Monday, September 8, 2014

Trust?

I've discovered through the years that when I am in a relationship where I feel secure and loved, my weight seems to just melt right off me. Whether it was a local relationship or a long distance one. I've always known something was wrong with Jon and I because I've never lost with him. I seem to gain and if I try hard, then I manage to drop a bit, but I inevitably gain it back. I've never gone above the weight I was when I met him, but I've never been more than 20 pounds lower.

One thing I have a hard time with Jon is trusting him. I started looking into it a little bit last week and came to find that my husband lacks integrity. He'd rather hide things from me and lie to me than take the risk of disappointing me. I've pointed out to him time and time again that if he lies to me, then I'm mad that he lied AND I'm disappointed about what he lied about to keep me from being disappointed!

For instance, we're broke. When we can afford it, we have a $20 weekly allowance, but when we can't (which we usually can't), we just don't do anything. For some reason, even though he knows we couldn't afford for either one of us to get our weekly $20, he thinks it's okay to go spend $13 over two days because he "forgot his lunch at home." Rather than calling me and saying, "Babe, I forgot my lunch, can I buy something?" He'd rather just get what he wants, hide that he did it, and hope that I don't check the bank account to see it cleared or pending. While I was gone camping, he spent $130 on himself. I was only gone THREE DAYS! I get so frustrated with this and I don't know what to do. By him not talking to me about it, shows me he has no respect for me or for our budget. He must not trust me either otherwise he'd be honest with me. I've done everything from taking away the card to giving him free-reign and nothing has worked.

● **What to work on**:
Pick up the blog post about trust in a marriage and carry it on from the point where it stops. The records that follow were taken from a different source than the blog post on trust.

● **Provided information**:

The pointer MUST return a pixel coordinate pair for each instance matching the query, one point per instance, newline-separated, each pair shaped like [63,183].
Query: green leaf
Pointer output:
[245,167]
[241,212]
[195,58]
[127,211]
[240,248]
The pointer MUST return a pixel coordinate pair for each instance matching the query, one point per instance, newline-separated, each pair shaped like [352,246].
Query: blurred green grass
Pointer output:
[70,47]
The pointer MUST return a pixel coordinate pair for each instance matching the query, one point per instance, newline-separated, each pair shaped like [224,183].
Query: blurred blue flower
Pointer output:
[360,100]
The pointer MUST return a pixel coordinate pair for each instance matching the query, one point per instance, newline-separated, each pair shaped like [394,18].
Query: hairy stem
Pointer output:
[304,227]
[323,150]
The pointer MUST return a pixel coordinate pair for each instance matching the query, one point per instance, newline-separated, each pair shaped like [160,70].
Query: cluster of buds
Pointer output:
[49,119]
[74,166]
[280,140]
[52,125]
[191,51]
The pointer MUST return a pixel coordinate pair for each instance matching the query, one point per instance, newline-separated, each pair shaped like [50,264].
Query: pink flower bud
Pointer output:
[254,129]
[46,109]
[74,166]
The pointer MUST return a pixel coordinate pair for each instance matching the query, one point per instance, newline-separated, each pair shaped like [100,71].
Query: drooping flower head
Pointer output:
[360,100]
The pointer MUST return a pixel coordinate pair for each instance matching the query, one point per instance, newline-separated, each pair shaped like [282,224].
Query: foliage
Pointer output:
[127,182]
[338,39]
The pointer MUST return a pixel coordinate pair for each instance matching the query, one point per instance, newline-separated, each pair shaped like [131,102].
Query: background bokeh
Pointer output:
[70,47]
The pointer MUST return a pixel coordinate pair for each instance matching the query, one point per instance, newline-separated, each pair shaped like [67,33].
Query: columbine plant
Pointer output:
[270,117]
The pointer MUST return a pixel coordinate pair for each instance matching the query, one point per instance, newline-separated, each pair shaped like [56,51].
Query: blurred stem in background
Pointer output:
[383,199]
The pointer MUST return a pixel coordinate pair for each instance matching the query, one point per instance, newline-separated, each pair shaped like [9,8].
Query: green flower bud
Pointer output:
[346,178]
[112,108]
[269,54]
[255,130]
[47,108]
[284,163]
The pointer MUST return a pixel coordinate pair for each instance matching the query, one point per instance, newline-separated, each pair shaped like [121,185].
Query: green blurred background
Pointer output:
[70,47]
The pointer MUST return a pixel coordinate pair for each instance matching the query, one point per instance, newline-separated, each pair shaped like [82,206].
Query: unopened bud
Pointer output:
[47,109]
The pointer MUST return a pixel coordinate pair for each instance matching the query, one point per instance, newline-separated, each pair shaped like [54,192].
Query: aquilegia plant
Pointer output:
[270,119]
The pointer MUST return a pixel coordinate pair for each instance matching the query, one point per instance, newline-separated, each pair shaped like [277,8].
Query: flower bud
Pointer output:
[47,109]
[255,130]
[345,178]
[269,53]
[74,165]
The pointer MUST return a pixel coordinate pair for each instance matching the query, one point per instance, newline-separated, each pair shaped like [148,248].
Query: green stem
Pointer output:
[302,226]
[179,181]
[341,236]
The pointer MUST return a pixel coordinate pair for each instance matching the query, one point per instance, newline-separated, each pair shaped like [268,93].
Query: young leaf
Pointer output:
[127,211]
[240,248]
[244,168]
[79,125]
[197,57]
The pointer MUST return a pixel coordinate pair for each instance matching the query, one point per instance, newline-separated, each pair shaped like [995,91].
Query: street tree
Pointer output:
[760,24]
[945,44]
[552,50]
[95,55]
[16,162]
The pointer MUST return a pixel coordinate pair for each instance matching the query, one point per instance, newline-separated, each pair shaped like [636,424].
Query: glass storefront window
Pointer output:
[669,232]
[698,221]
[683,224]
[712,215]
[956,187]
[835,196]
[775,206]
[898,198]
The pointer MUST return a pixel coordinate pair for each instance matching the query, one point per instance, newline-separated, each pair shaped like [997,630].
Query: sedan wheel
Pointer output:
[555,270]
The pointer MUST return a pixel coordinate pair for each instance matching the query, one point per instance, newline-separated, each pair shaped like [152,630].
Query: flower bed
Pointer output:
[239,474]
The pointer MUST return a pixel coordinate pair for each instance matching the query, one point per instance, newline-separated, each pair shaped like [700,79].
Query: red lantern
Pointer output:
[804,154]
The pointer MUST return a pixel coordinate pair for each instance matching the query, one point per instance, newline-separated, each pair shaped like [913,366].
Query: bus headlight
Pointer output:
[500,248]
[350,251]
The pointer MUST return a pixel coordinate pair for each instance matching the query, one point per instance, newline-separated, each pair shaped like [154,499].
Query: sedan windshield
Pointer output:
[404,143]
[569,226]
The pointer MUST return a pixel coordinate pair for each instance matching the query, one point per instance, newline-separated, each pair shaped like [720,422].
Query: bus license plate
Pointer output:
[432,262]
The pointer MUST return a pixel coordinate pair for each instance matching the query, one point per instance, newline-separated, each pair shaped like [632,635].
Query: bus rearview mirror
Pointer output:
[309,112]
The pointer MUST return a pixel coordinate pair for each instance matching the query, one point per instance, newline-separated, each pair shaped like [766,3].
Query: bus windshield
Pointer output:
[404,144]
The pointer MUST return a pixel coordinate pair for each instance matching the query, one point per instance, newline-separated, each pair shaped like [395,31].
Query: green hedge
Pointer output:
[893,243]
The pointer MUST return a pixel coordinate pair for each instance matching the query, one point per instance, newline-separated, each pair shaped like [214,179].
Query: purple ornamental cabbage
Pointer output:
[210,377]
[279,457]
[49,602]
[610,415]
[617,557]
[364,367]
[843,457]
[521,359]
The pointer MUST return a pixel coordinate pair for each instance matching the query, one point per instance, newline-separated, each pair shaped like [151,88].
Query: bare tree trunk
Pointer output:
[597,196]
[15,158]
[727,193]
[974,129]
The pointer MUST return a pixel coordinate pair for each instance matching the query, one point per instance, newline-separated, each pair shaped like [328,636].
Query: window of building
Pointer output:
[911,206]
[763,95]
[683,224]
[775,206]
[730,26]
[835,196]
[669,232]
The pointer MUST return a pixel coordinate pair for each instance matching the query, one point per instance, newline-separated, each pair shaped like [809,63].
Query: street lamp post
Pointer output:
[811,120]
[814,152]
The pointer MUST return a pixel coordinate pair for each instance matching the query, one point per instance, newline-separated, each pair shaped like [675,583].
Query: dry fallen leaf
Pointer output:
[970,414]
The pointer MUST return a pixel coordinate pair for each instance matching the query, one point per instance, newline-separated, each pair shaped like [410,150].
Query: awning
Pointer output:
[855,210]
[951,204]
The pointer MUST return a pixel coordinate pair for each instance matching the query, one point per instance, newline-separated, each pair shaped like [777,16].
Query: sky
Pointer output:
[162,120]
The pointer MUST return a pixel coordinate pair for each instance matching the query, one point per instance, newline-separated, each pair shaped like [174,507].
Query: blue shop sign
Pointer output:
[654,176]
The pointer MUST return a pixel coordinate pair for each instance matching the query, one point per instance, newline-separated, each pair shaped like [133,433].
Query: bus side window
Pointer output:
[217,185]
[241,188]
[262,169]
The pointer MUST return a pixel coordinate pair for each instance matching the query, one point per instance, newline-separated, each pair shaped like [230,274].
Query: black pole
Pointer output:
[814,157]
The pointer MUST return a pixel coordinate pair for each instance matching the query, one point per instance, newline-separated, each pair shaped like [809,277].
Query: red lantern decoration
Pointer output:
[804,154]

● **Response**:
All I want is a marriage where I feel loved, honored, respected, and secure. I rarely feel those things and never more than one at a time. It's been so long since he's given me butterflies in my stomach that I don't even remember if he ever did. Whenever I bring this up to him he just says that he's been trying. The thing is, what he's tried hasn't been enough and there's been no consistency. Sometimes I find myself longing for the first months of my relationship with my alcoholic ex. He may have been a jerk in the end and we may not have parted as friends, but he sure knew how to make me feel good about myself, him, and us.

We've still only been intimate 2 ½ times this year… the last was in May. I know he's learning stuff and I know I need to be patient and let him have time, but how much time? And how much personal sacrifice before it's all just gone and we're just two friends living together? I love him, I 100% love him, but I think it's the same way I love my cousin's. He's fun to hang out with and talk to, but that's all we do and there's nothing more to it. I don't really like kissing him anymore either. I'm scared about our future. I've prayed and prayed and prayed for something to give so we can get out of this spiral, but I feel like we're sinking and there's been no life-line tossed in after us.

I just need to be patient. Heavenly Father has a timeline for His will and I need to just sit down and buckle myself in for the ride. I listened to Heavenly Father when I married Jon, so He must have some sort of plan for us. I need to just be patient… be patient and listen for the whisperings of the Holy Spirit.